**Excerpted text**:
==================================================

The principle: the prompt is a suggestion, the code is the law. Any guardrail that only lives in the prompt can be bypassed with a clever injection.
5. Context Window Management
As the agent runs multiple steps, the conversation history grows. I pass previous steps and their results to the LLM so it can build on what it learned. But you must be selective — dump 100 rows of SQL results into the context and you'll blow through the token limit fast.
My approach: include step titles, SQL queries, and summarised results (first 5 rows + row count) in the context. The LLM gets enough to reason without drowning in data.
6. Offer Visualisations Proactively
When the LLM sees that the final result is a table with a categorical column and a numeric column, it proposes chart types (bar, line, pie, doughnut). The user clicks a button and Chart.js renders it instantly.
The key: the LLM doesn't generate chart code. It returns structured metadata (x_column, y_column, type) and the frontend handles rendering. This keeps the LLM output clean and the charts consistent.
7. Give the User an Escape Hatch
Not every step is useful. Sometimes the LLM goes down a wrong path. Providing Skip (move to the next step without executing) and Exit (stop the entire flow) gives the user control without forcing them to sit through irrelevant queries.
8. Test with Dirty Data
I intentionally injected 40 corrupted rows into the database: NULLs, duplicates, garbage strings, orphan foreign keys, and invalid timestamps. This exercises the agent's ability to surface data quality issues and handle unexpected values without crashing.
If your chatbot interacts with real-world data, test it with the messiest data you can find. The demo-quality clean dataset won't reveal the edge cases your users will hit immediately.
Summary
The patterns from Claude Code that made the biggest difference:
- Step-by-step execution with human approval
- Structured JSON responses
- Auto error recovery (feed errors back to the LLM)
- Guardrails in code, not just in prompts
- Selective context window management
- Proactive visualisation proposals
- Always offer an escape hatch
- Test with intentionally corrupted data
These aren't specific to SQL agents — they apply to any chatbot that does more than just answer questions.

==================================================

According to the excerpt on chatbot design patterns, why does the LLM return structured metadata for charts instead of generating chart code? Answer in one to three sentences. The data after this text are not needed.

**Entries provided**:
==================================================

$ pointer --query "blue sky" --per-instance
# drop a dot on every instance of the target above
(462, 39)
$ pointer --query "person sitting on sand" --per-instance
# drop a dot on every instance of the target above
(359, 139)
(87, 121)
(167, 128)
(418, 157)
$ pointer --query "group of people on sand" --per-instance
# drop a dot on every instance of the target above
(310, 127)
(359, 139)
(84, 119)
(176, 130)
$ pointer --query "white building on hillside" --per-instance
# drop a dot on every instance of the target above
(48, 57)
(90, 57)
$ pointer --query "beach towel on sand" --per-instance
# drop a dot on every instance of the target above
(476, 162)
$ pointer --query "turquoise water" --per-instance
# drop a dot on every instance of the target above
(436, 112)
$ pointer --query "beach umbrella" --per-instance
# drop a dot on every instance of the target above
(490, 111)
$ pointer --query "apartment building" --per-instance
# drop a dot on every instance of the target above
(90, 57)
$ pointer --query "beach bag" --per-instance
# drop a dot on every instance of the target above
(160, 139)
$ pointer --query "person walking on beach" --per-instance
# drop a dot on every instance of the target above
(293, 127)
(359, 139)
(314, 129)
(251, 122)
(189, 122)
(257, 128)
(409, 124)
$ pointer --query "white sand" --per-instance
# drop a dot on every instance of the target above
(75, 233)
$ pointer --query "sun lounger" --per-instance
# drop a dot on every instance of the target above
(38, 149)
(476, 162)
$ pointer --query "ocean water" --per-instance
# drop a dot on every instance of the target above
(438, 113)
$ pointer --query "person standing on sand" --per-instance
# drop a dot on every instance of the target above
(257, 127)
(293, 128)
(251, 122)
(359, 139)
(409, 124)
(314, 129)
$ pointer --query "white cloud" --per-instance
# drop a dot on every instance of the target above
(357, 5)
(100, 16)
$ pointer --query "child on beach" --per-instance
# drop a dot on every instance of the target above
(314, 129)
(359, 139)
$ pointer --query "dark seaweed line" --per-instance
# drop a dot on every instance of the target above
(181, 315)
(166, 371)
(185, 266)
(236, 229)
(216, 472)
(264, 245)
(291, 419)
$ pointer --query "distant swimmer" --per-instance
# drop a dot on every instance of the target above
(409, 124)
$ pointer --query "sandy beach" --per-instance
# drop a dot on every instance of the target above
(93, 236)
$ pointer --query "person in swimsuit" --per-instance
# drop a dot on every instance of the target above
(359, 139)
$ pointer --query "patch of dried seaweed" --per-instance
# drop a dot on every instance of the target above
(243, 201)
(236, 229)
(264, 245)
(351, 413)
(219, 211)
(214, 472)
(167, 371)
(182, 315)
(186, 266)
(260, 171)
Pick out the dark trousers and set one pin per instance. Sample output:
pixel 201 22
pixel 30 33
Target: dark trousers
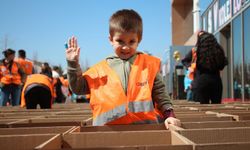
pixel 207 87
pixel 38 95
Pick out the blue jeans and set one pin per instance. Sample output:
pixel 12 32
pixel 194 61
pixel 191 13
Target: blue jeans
pixel 12 93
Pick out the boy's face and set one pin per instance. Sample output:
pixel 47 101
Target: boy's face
pixel 124 44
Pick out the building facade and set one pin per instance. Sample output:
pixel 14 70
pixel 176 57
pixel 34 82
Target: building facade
pixel 229 21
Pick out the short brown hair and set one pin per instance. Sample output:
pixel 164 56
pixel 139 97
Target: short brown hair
pixel 126 20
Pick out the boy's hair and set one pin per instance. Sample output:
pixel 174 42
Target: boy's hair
pixel 126 20
pixel 22 53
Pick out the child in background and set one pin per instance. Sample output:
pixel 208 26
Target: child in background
pixel 125 88
pixel 187 85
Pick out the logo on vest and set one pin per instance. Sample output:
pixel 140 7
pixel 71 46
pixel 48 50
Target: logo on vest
pixel 142 83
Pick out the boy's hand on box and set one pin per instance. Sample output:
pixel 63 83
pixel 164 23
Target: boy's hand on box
pixel 72 49
pixel 172 120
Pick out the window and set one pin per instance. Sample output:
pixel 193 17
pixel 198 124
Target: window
pixel 246 46
pixel 237 57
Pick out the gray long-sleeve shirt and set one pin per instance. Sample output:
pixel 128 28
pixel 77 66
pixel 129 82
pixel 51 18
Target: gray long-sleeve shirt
pixel 79 85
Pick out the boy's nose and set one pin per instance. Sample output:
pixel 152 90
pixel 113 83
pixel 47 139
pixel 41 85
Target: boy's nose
pixel 125 47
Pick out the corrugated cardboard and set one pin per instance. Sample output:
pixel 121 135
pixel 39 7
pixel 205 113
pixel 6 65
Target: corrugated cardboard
pixel 138 127
pixel 215 124
pixel 220 138
pixel 23 142
pixel 35 130
pixel 121 140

==================================================

**Exercise result**:
The LLM returns only structured metadata (x_column, y_column, type) and lets the frontend handle rendering. This keeps the LLM output clean and the charts consistent.